## WHAT THIS TASK INVOLVES:
Up through the line that contains "rough mask: <svg", retype the entries exactly, beginning at the very first line.
━━━━━ INPUT MATERIAL
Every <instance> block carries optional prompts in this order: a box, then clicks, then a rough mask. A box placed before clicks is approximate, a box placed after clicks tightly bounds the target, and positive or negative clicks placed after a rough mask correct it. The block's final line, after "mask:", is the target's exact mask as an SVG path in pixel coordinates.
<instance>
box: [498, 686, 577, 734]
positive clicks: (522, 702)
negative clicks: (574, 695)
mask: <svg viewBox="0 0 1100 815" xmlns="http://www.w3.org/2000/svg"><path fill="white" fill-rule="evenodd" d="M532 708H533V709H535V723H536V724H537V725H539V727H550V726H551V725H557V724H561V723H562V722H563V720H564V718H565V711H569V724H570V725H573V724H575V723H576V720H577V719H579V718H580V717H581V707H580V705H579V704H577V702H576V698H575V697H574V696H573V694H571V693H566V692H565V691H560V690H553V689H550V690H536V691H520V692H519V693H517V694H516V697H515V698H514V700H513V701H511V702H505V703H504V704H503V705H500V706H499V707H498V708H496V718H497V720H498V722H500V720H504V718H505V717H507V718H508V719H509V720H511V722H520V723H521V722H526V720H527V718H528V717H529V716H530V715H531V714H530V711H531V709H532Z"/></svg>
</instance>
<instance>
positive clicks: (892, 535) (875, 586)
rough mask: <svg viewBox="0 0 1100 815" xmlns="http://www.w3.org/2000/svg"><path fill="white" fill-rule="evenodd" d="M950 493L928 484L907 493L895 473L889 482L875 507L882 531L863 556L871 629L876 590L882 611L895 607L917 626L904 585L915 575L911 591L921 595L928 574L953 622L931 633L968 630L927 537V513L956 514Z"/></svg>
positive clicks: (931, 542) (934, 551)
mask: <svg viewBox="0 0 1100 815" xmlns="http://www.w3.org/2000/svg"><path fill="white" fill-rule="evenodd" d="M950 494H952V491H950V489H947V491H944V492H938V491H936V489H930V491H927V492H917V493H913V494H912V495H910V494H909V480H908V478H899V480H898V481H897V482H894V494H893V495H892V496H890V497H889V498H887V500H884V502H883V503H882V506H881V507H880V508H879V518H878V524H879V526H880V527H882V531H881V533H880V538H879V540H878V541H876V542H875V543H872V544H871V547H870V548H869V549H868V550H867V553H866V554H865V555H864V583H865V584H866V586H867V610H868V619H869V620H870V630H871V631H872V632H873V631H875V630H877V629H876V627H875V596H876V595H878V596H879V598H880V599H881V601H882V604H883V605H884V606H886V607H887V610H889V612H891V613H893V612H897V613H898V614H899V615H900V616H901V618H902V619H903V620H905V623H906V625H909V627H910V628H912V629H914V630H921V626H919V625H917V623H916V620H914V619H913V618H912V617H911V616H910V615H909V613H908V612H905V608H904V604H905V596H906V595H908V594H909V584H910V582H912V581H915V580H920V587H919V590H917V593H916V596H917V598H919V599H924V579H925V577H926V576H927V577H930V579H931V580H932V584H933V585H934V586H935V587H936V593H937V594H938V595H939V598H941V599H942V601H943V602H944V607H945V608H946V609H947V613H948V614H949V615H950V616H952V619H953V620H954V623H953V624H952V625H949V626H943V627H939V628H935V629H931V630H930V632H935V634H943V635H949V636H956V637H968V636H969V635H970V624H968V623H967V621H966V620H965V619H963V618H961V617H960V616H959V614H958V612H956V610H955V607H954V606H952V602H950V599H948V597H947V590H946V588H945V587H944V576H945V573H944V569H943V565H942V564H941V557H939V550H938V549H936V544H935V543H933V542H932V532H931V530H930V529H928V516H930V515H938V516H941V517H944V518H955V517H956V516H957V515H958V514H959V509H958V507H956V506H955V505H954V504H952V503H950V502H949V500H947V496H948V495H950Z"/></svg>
━━━━━━━━━━
## RESULT BELOW:
Every <instance> block carries optional prompts in this order: a box, then clicks, then a rough mask. A box placed before clicks is approximate, a box placed after clicks tightly bounds the target, and positive or negative clicks placed after a rough mask correct it. The block's final line, after "mask:", is the target's exact mask as an SVG path in pixel coordinates.
<instance>
box: [498, 686, 577, 734]
positive clicks: (522, 702)
negative clicks: (574, 695)
mask: <svg viewBox="0 0 1100 815" xmlns="http://www.w3.org/2000/svg"><path fill="white" fill-rule="evenodd" d="M532 708H533V709H535V723H536V724H537V725H539V727H550V726H551V725H557V724H561V723H562V722H563V720H564V718H565V711H569V724H570V725H573V724H575V723H576V720H577V719H579V718H580V717H581V707H580V705H579V704H577V702H576V698H575V697H574V696H573V694H571V693H566V692H565V691H560V690H553V689H550V690H536V691H520V692H519V693H517V694H516V697H515V698H514V700H513V701H511V702H505V703H504V704H503V705H500V706H499V707H498V708H496V718H497V720H498V722H500V720H504V718H505V717H507V718H508V719H509V720H511V722H520V723H521V722H526V720H527V718H528V717H529V716H530V715H531V714H530V711H531V709H532Z"/></svg>
</instance>
<instance>
positive clicks: (892, 535) (875, 586)
rough mask: <svg viewBox="0 0 1100 815" xmlns="http://www.w3.org/2000/svg"><path fill="white" fill-rule="evenodd" d="M950 493L928 484L907 493L895 473L889 482L875 507L882 531L863 556L871 629L876 590L882 611L895 607L917 626L904 585L915 575L911 591L921 595L928 574L953 622L931 633L968 630L927 537V513L956 514Z"/></svg>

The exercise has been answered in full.